── Bereitgestellter Text ──

Wie lange so ein Projekt bis zur Realisierung braucht, das haben die Oberbayern in Tirol erfahren: 16 Jahre wird es im Jahr 2012 gedauert haben, bis die 40 Kilometer der Unterinntalbahn fertig sind. "Und schlechter als in Tirol darf es für unsere Bewohner auch nicht sein", sagt Landrat Neiderhell. Zwei weitere Gleisen an der Oberfläche seien im Inntal "nicht vermittelbar". 200 Züge fahren jetzt schon auf den beiden Gleisen mitten durch die Dörfer. Mit Gewalt und zu Lasten des Lärmschutzes und des Nahverkehrs ließen sich wohl noch gut 50 Züge draufpacken. Zwei neue Gleise haben aber kaum mehr Platz. Denn durch das Inntal zwängen sich auch noch Inn, Autobahn, Erdöl-, Gas- und Hochspannungsleitung sowie die Staatsstraße.

───
── Bereitgestellte Daten ──

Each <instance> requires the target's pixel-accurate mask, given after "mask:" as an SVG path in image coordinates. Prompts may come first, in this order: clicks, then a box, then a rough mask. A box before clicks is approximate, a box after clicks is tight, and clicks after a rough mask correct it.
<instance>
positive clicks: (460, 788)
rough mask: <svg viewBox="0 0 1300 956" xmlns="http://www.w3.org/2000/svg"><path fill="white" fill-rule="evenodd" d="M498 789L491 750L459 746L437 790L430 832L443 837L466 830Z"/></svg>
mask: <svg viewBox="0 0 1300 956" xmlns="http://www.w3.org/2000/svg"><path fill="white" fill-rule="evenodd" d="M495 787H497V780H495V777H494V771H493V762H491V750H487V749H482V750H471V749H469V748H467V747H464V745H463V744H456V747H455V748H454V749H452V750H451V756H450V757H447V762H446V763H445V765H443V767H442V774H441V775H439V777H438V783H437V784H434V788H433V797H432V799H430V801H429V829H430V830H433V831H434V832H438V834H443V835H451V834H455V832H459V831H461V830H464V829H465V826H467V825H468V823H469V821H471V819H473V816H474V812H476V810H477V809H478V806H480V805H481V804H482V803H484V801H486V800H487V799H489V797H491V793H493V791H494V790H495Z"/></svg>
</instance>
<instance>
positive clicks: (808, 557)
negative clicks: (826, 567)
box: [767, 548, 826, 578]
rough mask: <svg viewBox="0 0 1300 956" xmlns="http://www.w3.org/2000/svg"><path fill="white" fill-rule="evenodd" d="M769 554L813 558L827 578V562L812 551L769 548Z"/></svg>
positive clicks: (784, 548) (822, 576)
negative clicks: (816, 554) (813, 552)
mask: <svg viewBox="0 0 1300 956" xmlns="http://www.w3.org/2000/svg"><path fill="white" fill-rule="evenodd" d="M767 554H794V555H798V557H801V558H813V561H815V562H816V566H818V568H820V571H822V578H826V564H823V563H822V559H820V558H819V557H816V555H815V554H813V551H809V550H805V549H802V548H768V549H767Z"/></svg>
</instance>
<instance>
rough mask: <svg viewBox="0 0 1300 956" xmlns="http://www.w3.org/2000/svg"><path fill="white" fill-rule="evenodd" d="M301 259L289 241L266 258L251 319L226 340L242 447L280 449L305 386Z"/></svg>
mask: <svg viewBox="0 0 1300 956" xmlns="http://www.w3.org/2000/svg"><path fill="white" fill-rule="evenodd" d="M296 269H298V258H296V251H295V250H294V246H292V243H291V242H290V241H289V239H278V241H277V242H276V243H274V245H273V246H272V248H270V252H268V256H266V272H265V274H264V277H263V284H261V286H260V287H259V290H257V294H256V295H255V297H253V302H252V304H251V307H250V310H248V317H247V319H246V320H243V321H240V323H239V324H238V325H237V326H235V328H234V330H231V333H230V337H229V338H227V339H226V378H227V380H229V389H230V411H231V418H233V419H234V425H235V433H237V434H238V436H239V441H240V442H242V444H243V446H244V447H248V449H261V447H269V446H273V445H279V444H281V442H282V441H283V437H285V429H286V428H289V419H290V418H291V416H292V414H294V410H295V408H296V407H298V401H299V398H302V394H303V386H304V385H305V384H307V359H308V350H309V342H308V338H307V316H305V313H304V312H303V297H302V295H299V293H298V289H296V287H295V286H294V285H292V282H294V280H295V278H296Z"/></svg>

───

▸ Arbeitsauftrag 1: Bearbeite die Einträge vom Anfang bis einschließlich der Zeile mit „positive clicks: (784, 548) (822, 576)“. Ersetze dabei „rough mask“ durch „coarse mask“ und gib diese Zeilen sonst unverändert wieder.
▸ Arbeitsauftrag 2: Schreibe den Text über den Bahnausbau im Inntal nach seinem letzten Satz weiter.

▸ Endgültige Antwort 1:
Each <instance> requires the target's pixel-accurate mask, given after "mask:" as an SVG path in image coordinates. Prompts may come first, in this order: clicks, then a box, then a coarse mask. A box before clicks is approximate, a box after clicks is tight, and clicks after a coarse mask correct it.
<instance>
positive clicks: (460, 788)
coarse mask: <svg viewBox="0 0 1300 956" xmlns="http://www.w3.org/2000/svg"><path fill="white" fill-rule="evenodd" d="M498 789L491 750L459 746L437 790L430 832L443 837L466 830Z"/></svg>
mask: <svg viewBox="0 0 1300 956" xmlns="http://www.w3.org/2000/svg"><path fill="white" fill-rule="evenodd" d="M495 787H497V780H495V777H494V771H493V762H491V750H487V749H482V750H471V749H469V748H467V747H464V745H463V744H456V747H455V748H454V749H452V750H451V756H450V757H447V762H446V763H445V765H443V767H442V774H441V775H439V777H438V783H437V784H434V788H433V797H432V799H430V801H429V829H430V830H433V831H434V832H438V834H443V835H451V834H455V832H459V831H461V830H464V829H465V826H467V825H468V823H469V821H471V819H473V816H474V812H476V810H477V809H478V806H480V805H481V804H482V803H484V801H486V800H487V799H489V797H491V793H493V791H494V790H495Z"/></svg>
</instance>
<instance>
positive clicks: (808, 557)
negative clicks: (826, 567)
box: [767, 548, 826, 578]
coarse mask: <svg viewBox="0 0 1300 956" xmlns="http://www.w3.org/2000/svg"><path fill="white" fill-rule="evenodd" d="M769 554L813 558L827 578V562L812 551L769 548Z"/></svg>
positive clicks: (784, 548) (822, 576)

▸ Endgültige Antwort 2:
In Tirol ist die Lage nicht besser, umso mehr imponierte dem Flintsbacher Bürgermeister Bernthaler dort die starke Bürgerbeteiligung bei der Suche nach der Trasse. "Wir haben vier Jahre dafür gehabt und dabei keinen Zeitdruck gespürt", sagt ÖBB-Mann Pellizzari. Genau das Gegenteil fürchtet Bernthaler in Deutschland. "Wir haben Angst, dass in Berlin einer etwas aus der Schublade zieht, und so wird dann gebaut." Kostengünstig, oberirdisch. "Das wäre tödlich für unsere Gemeinden. Die Lebensqualität wäre weg", sagt Bernthaler.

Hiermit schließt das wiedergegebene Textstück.